Supplied text
04/20/2012 04:54 EDT | Updated 06/20/2012 05:12 EDT

The Best Advice You Can Give Grieving Parents Is None

I am pushing a grocery cart with my three noisy daughters through the canned pop section of Wal-mart. I feel like the monkeys have been let out of the zoo and have instead found a temporary home in the cage of my cart. While trying to maintain a semblance of decorum, I bend down to adjust the box of grape canned pop on the bottom wire rack.

When I straighten, I see her. An old acquaintance from a few years back. She is pushing past me with her own teenage daughter in tow, looking to be in a hurry and not appearing at all interested in chatting. I duck again to check on things below my cart then catch her eye just as she passes me on the end of another aisle.

"Hey there," I call out, trying to catch her attention, yet still hoping for a quick getaway. "How are things?"

"Oh, um...well; we're just, er...we're getting a few things," she says.

Eyes dart, hands flutter. She wants to avoid me.

I can tell this is so, yet I am surprised that she is so uncomfortable seeing me. Truth be told, I want to avoid her too, as this is a delay in the busy shopping schedule. It has been a long day. I'm tired, but still I push a cart with two little monkeys in it, and one older walking beside. The three of them are hungry, thirsty and weighing my cart down with the sheer heaviness of their spastic energy. I try to avoid looking at my children, while I smile widely at her. I hope for a quick response, and then I'll be on my way.

Given entries

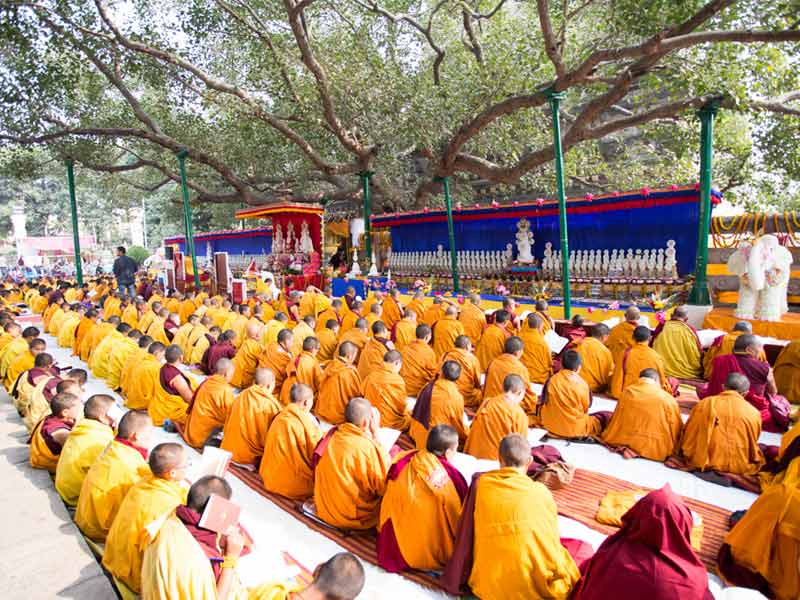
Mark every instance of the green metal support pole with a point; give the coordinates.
(365, 177)
(73, 206)
(555, 99)
(699, 294)
(187, 217)
(451, 233)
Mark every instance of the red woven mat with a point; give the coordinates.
(581, 498)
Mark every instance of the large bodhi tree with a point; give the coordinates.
(293, 98)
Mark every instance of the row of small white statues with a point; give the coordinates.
(291, 244)
(638, 264)
(469, 261)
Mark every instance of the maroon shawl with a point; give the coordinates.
(389, 556)
(651, 556)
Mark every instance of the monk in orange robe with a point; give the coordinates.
(722, 431)
(371, 357)
(251, 414)
(277, 356)
(209, 409)
(473, 319)
(636, 359)
(787, 372)
(303, 368)
(597, 360)
(621, 336)
(439, 403)
(564, 406)
(762, 549)
(509, 362)
(493, 339)
(510, 523)
(405, 330)
(247, 357)
(469, 383)
(497, 417)
(386, 390)
(350, 477)
(48, 436)
(419, 362)
(445, 332)
(392, 309)
(340, 383)
(647, 419)
(358, 335)
(289, 447)
(536, 357)
(423, 487)
(328, 340)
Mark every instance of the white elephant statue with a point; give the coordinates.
(738, 264)
(769, 270)
(764, 269)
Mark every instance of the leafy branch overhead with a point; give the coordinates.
(293, 99)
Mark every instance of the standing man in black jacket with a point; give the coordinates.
(125, 271)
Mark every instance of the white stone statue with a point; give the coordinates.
(524, 242)
(764, 270)
(306, 245)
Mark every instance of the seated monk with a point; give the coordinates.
(422, 487)
(289, 447)
(386, 390)
(439, 403)
(173, 392)
(111, 475)
(341, 577)
(564, 406)
(636, 359)
(304, 329)
(651, 556)
(246, 358)
(340, 382)
(493, 339)
(303, 369)
(724, 345)
(405, 330)
(497, 417)
(677, 343)
(358, 335)
(722, 432)
(445, 332)
(763, 391)
(328, 340)
(536, 355)
(419, 362)
(350, 477)
(507, 363)
(48, 437)
(469, 383)
(186, 560)
(277, 356)
(210, 406)
(371, 357)
(85, 443)
(249, 420)
(510, 523)
(143, 380)
(786, 370)
(761, 551)
(647, 419)
(148, 499)
(223, 347)
(473, 319)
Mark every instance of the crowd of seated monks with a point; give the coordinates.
(354, 365)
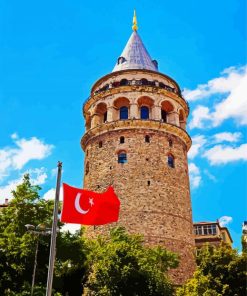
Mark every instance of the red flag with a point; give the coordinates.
(89, 208)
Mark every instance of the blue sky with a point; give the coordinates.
(51, 52)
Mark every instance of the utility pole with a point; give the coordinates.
(54, 232)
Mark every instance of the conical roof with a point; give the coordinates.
(135, 56)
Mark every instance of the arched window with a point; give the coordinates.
(121, 60)
(124, 82)
(122, 157)
(144, 112)
(124, 112)
(164, 115)
(105, 116)
(144, 81)
(87, 168)
(147, 139)
(121, 140)
(170, 161)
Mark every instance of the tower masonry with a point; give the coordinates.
(136, 141)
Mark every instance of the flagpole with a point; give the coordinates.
(54, 232)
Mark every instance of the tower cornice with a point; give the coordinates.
(117, 73)
(134, 88)
(133, 124)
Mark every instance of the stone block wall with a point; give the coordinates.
(155, 198)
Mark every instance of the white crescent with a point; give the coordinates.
(77, 205)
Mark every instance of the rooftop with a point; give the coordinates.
(135, 55)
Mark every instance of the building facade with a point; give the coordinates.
(136, 141)
(211, 233)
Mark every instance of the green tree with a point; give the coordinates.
(120, 264)
(221, 271)
(17, 247)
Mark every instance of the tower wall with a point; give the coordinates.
(155, 198)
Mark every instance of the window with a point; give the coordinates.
(164, 115)
(87, 168)
(121, 60)
(144, 112)
(144, 81)
(121, 140)
(124, 112)
(205, 229)
(170, 161)
(124, 82)
(105, 116)
(147, 139)
(122, 157)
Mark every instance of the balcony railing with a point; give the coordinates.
(133, 82)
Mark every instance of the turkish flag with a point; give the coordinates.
(89, 208)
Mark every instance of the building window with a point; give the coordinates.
(121, 140)
(147, 139)
(87, 168)
(144, 81)
(164, 115)
(105, 116)
(144, 112)
(122, 157)
(170, 161)
(205, 229)
(124, 112)
(124, 82)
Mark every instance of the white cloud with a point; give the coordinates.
(198, 142)
(228, 81)
(15, 158)
(199, 116)
(38, 176)
(225, 220)
(195, 176)
(220, 154)
(50, 194)
(227, 137)
(210, 176)
(234, 106)
(233, 85)
(5, 191)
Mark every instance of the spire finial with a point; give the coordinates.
(134, 27)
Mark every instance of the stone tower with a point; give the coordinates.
(136, 140)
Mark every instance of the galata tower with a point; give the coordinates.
(136, 141)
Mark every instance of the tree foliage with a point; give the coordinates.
(121, 265)
(17, 246)
(118, 264)
(221, 271)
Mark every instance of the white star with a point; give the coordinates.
(91, 202)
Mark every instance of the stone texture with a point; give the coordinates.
(161, 209)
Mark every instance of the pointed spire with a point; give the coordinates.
(134, 27)
(135, 55)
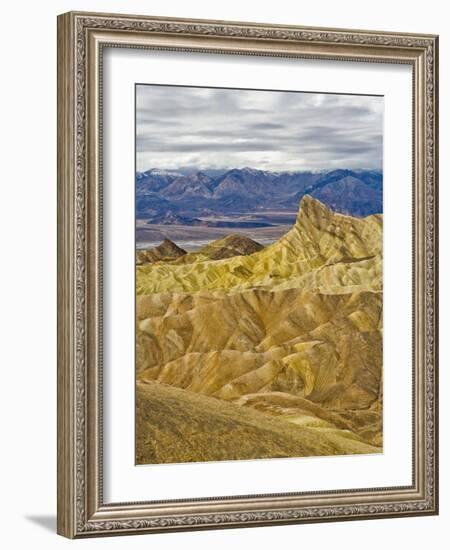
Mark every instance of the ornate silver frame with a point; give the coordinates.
(81, 38)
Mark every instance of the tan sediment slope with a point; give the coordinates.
(293, 331)
(323, 250)
(179, 426)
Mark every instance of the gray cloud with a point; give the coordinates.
(222, 128)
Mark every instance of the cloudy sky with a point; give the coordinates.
(227, 128)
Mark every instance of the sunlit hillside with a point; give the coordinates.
(257, 343)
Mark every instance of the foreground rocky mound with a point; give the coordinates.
(292, 331)
(167, 250)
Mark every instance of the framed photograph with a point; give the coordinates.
(247, 277)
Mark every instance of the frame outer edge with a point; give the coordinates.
(66, 480)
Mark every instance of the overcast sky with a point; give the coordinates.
(223, 128)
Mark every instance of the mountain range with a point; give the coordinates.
(186, 198)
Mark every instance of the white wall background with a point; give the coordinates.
(28, 272)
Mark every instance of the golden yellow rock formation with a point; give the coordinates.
(292, 332)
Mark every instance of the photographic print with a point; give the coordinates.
(259, 274)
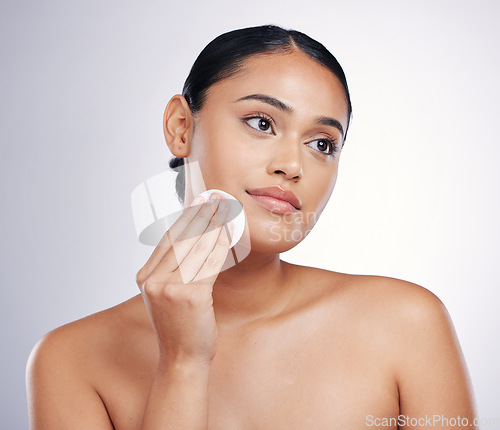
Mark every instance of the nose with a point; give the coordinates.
(286, 160)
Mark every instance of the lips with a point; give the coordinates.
(276, 199)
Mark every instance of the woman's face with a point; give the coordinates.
(276, 123)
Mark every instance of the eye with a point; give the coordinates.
(260, 123)
(325, 146)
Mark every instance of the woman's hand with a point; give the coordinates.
(176, 283)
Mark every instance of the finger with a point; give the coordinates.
(170, 236)
(198, 254)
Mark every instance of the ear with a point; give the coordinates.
(177, 126)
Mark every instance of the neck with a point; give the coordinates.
(257, 287)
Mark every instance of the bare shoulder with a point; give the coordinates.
(70, 365)
(407, 329)
(372, 294)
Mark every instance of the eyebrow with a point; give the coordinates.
(288, 109)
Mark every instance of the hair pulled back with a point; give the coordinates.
(224, 57)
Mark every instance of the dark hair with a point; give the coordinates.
(224, 56)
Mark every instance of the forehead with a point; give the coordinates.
(294, 78)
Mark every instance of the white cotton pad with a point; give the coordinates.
(236, 213)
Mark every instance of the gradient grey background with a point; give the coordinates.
(83, 88)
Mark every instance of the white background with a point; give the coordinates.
(83, 87)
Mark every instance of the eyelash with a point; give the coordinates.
(331, 143)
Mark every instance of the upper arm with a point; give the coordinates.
(432, 376)
(60, 395)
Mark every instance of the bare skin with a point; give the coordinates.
(264, 344)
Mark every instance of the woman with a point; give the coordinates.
(263, 344)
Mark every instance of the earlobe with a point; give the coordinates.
(177, 126)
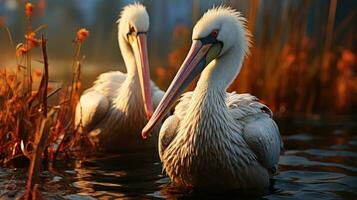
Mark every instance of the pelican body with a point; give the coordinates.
(117, 107)
(216, 140)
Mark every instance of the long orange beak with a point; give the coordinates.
(142, 62)
(194, 63)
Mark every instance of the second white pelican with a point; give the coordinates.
(117, 107)
(216, 140)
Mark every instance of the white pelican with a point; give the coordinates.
(117, 107)
(216, 140)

Exercise
Retype the grieving-parents essay above from "I am pushing" to "of another aisle.", word for word.

Response for this exercise
I am pushing a grocery cart with my three noisy daughters through the canned pop section of Wal-mart. I feel like the monkeys have been let out of the zoo and have instead found a temporary home in the cage of my cart. While trying to maintain a semblance of decorum, I bend down to adjust the box of grape canned pop on the bottom wire rack.

When I straighten, I see her. An old acquaintance from a few years back. She is pushing past me with her own teenage daughter in tow, looking to be in a hurry and not appearing at all interested in chatting. I duck again to check on things below my cart then catch her eye just as she passes me on the end of another aisle.